Review: Guitar Voicing Class with Ervin Somogyi

Reviewed by Joe Herrick

Originally published in American Lutherie #95, 2008



I’m a hobby builder making two or three guitars a year. I learned to make guitars six years ago by taking a two-week, one-on-one course with an experienced luthier. I went on to make seven more guitars exactly the way I was taught, just following the numbers for top thickness, brace height, brace profile, and so on. I didn’t want to make changes, only to have the guitars not be as good as I knew they would be if I just followed the “recipe.” They sounded good, but I was missing out on how much better they could be. I learned the mechanics of how to build a guitar from my first teacher. Ervin Somogyi’s class taught me the why and encouraged me to grow. Ervin gives you a starting point, and then the knowledge and the challenge to move beyond that starting point with your soundboards.

-------------------------

§ **Your instructions**
Continue the review of Ervin Somogyi's guitar voicing class from where it stops.

[Image point grounding data]
-------------------------

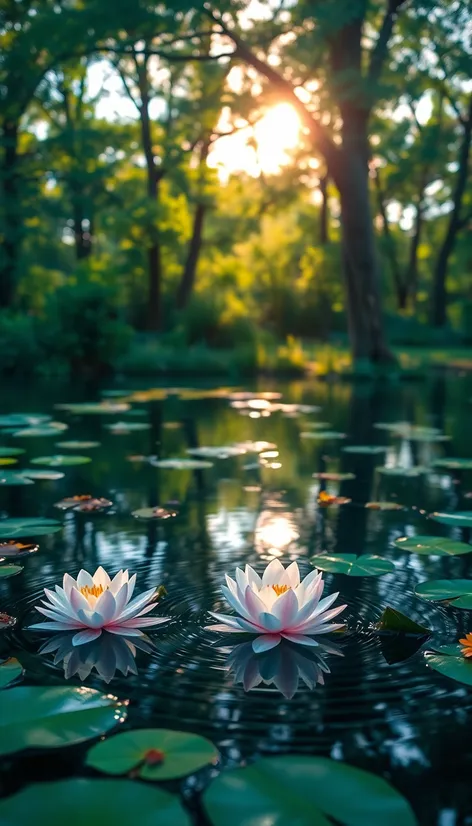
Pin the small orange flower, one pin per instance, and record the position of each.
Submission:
(467, 643)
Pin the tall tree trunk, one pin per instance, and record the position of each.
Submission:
(11, 215)
(439, 293)
(324, 214)
(361, 267)
(190, 268)
(154, 175)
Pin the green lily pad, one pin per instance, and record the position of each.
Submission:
(457, 592)
(182, 464)
(322, 435)
(39, 475)
(93, 802)
(9, 478)
(28, 526)
(17, 420)
(154, 513)
(154, 754)
(311, 791)
(450, 661)
(432, 546)
(11, 451)
(403, 472)
(370, 450)
(77, 445)
(61, 460)
(37, 717)
(451, 464)
(10, 670)
(334, 477)
(398, 623)
(352, 565)
(459, 519)
(10, 570)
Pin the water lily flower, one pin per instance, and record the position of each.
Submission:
(277, 606)
(467, 643)
(282, 667)
(92, 604)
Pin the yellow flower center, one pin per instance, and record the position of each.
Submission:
(280, 589)
(93, 591)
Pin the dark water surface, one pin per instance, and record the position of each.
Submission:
(398, 719)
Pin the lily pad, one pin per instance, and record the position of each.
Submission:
(11, 451)
(271, 790)
(77, 445)
(450, 661)
(94, 802)
(182, 464)
(16, 550)
(10, 478)
(154, 513)
(61, 460)
(368, 450)
(403, 472)
(39, 475)
(453, 464)
(10, 570)
(334, 477)
(398, 623)
(322, 435)
(37, 717)
(10, 671)
(28, 526)
(456, 592)
(384, 506)
(432, 546)
(352, 565)
(459, 519)
(153, 754)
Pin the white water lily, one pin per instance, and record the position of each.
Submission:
(277, 606)
(92, 604)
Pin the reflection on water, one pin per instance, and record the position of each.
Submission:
(283, 666)
(106, 655)
(378, 708)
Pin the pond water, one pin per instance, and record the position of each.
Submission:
(381, 707)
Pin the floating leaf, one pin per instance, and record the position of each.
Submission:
(368, 450)
(403, 472)
(10, 478)
(39, 475)
(459, 519)
(28, 526)
(305, 790)
(450, 661)
(10, 670)
(10, 570)
(16, 550)
(154, 513)
(384, 506)
(11, 451)
(364, 565)
(322, 435)
(152, 754)
(93, 802)
(432, 546)
(182, 464)
(61, 460)
(77, 445)
(36, 717)
(398, 623)
(453, 464)
(457, 592)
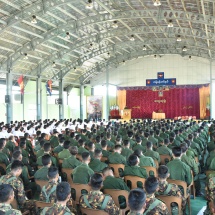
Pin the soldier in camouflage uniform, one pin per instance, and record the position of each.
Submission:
(63, 194)
(13, 179)
(6, 198)
(137, 202)
(96, 199)
(153, 205)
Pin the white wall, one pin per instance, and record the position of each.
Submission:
(135, 72)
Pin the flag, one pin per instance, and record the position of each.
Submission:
(21, 84)
(49, 87)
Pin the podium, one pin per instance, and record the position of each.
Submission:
(126, 114)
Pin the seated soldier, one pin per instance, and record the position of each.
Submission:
(6, 198)
(144, 160)
(63, 194)
(126, 151)
(13, 179)
(71, 162)
(116, 157)
(42, 173)
(150, 153)
(179, 170)
(96, 199)
(96, 165)
(83, 172)
(168, 189)
(65, 153)
(47, 150)
(164, 150)
(137, 201)
(153, 205)
(48, 193)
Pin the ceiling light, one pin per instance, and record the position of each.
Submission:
(115, 25)
(184, 49)
(34, 19)
(170, 25)
(179, 38)
(157, 3)
(67, 36)
(132, 37)
(26, 56)
(89, 4)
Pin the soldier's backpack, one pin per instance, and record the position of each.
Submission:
(104, 204)
(49, 194)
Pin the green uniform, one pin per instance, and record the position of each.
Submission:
(48, 193)
(126, 152)
(71, 162)
(95, 200)
(64, 154)
(116, 158)
(8, 209)
(146, 161)
(56, 209)
(96, 165)
(179, 171)
(164, 150)
(41, 174)
(153, 155)
(82, 174)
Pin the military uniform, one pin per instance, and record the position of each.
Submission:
(116, 158)
(56, 209)
(179, 171)
(9, 210)
(64, 154)
(152, 154)
(95, 199)
(42, 174)
(155, 206)
(48, 193)
(96, 165)
(71, 162)
(82, 174)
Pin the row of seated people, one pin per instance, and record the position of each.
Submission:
(118, 149)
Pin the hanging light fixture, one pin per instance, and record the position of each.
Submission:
(67, 36)
(132, 37)
(157, 3)
(89, 4)
(26, 56)
(34, 19)
(184, 49)
(179, 38)
(115, 25)
(170, 25)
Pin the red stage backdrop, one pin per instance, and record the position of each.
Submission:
(175, 102)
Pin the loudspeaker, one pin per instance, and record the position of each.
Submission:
(7, 99)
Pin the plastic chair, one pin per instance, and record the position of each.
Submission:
(134, 180)
(183, 184)
(170, 199)
(68, 173)
(116, 168)
(90, 211)
(150, 169)
(41, 183)
(115, 195)
(78, 188)
(163, 158)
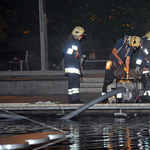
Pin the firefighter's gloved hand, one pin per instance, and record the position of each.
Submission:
(137, 70)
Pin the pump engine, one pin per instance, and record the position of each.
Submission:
(134, 91)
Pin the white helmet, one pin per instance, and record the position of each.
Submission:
(77, 31)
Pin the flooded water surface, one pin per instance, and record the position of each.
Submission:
(90, 132)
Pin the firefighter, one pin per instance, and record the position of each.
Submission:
(120, 55)
(143, 65)
(72, 54)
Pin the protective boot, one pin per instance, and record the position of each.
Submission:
(104, 90)
(146, 96)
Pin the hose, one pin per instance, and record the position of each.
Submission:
(91, 103)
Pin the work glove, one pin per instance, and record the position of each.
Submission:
(137, 71)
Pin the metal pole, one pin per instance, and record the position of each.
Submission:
(43, 35)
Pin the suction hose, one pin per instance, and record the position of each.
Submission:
(91, 103)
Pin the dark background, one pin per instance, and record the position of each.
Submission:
(105, 21)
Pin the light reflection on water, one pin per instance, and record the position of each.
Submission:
(89, 132)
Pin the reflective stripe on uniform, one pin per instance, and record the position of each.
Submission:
(146, 51)
(119, 95)
(73, 91)
(144, 72)
(147, 93)
(138, 61)
(70, 50)
(103, 93)
(72, 70)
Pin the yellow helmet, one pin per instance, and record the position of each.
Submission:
(148, 35)
(77, 31)
(134, 41)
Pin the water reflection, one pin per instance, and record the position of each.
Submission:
(90, 132)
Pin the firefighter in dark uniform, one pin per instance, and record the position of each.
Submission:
(72, 55)
(143, 63)
(121, 54)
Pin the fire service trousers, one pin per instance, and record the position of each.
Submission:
(109, 75)
(73, 87)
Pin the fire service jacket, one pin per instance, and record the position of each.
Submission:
(71, 61)
(143, 57)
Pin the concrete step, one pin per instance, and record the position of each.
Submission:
(90, 90)
(91, 85)
(94, 80)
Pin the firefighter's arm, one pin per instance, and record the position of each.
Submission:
(127, 65)
(114, 52)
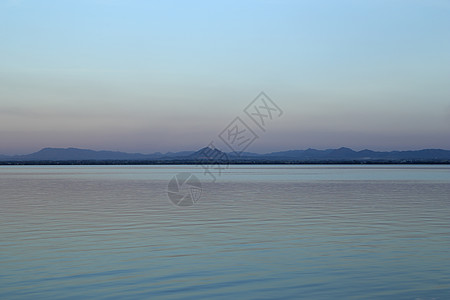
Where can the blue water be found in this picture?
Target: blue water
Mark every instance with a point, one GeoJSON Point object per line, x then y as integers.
{"type": "Point", "coordinates": [258, 232]}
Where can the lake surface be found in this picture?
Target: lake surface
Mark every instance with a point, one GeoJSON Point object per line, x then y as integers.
{"type": "Point", "coordinates": [258, 232]}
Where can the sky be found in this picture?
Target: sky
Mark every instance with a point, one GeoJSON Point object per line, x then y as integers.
{"type": "Point", "coordinates": [148, 76]}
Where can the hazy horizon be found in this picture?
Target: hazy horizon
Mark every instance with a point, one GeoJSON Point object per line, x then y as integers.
{"type": "Point", "coordinates": [149, 77]}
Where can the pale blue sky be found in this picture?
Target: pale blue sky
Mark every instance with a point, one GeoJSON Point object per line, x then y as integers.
{"type": "Point", "coordinates": [150, 76]}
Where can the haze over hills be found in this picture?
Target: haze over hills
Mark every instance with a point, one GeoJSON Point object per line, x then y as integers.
{"type": "Point", "coordinates": [309, 155]}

-------------------------

§ **Response**
Ervin is a fun, patient, and exceptional teacher, passionate about guitars and life. He enjoys being challenged and everything is fair game for further discussion. He does not come across as a know-it-all with canned responses for each question. He would often ask what we thought and then built on that with his own knowledge and experience. And he was not above saying, “I don’t know.”

The class has a 4" binder of handouts. Ervin follows a syllabus that builds methodically from the ground up, but we tweaked the syllabus as we went along to delve into areas that we, as a class, wanted to pursue.